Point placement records

======

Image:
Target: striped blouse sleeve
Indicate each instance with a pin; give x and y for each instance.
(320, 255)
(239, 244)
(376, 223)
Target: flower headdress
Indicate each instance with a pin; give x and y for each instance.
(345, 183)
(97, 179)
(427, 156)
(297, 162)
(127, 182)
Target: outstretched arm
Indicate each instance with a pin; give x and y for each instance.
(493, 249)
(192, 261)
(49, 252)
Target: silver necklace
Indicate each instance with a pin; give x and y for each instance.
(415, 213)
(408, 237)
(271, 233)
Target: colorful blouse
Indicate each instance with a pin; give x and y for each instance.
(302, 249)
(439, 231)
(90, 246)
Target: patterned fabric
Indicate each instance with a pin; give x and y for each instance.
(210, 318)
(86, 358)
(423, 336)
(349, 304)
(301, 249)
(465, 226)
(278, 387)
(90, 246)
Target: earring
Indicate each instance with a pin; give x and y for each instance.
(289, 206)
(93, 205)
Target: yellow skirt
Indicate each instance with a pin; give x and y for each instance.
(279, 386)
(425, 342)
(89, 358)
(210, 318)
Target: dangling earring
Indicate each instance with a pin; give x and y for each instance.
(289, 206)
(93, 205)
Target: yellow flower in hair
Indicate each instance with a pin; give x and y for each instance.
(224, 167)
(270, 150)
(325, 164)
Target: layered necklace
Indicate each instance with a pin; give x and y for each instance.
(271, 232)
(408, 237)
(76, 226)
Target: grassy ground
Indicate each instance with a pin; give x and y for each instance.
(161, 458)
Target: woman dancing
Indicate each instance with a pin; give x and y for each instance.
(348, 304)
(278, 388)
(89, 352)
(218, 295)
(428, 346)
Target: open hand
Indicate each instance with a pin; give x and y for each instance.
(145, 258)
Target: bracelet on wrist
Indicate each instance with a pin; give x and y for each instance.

======

Can you write out all of the lines above again, substituting "marker" for every occurrence of "pin" and leaving everything else unchanged?

Solution to the exercise:
Image:
Target: striped blouse sleeve
Indicate each instance with a marker; give x and y for each instance.
(320, 255)
(239, 244)
(376, 223)
Target: flower headdress
Indicate each instance with a marker; give x and y for each instance.
(345, 183)
(97, 179)
(427, 156)
(297, 162)
(127, 182)
Target: outstretched arm
Indicate each instance with a marker; give x and y for each instance.
(493, 249)
(192, 261)
(49, 252)
Target: silver necklace
Indicate each instance with a marker; give x and y for each instance.
(415, 213)
(408, 237)
(271, 233)
Target: colorful blouse
Indicate each instance with a marker; give x and y for each instance.
(302, 249)
(439, 231)
(90, 246)
Target: patterned fabric
Indicate each instance with a marker; give x and y for each instance.
(210, 318)
(86, 358)
(423, 336)
(349, 304)
(301, 249)
(465, 226)
(278, 387)
(90, 246)
Target: earring
Indicate each instance with a marker; give x and y for each instance.
(289, 206)
(93, 205)
Target: yellow skirt
Indicate each instance with a marker; give x and y for each instance.
(279, 386)
(425, 342)
(89, 358)
(210, 318)
Target: dangling earring
Indicate each instance with a marker; give x and y for each instance.
(289, 206)
(93, 205)
Target: yellow flower in hair
Indicate each instance with a marker; give x and y for each instance.
(224, 167)
(270, 150)
(325, 164)
Target: layered necklace
Indicate each instance with a marker; give x and y for each instance.
(271, 232)
(408, 237)
(76, 226)
Target: grassy ground
Indicate each instance with a marker; give x and y for each instance.
(161, 458)
Target: woman dancing
Indicate each instance with a marker; give x and y for each instance.
(348, 304)
(278, 388)
(89, 352)
(218, 295)
(428, 346)
Target: open hand
Indicate each instance with a marker; give x and y for each instance.
(145, 258)
Target: bracelet on wrist
Indicate each instance with a marker; give x and y for each instance.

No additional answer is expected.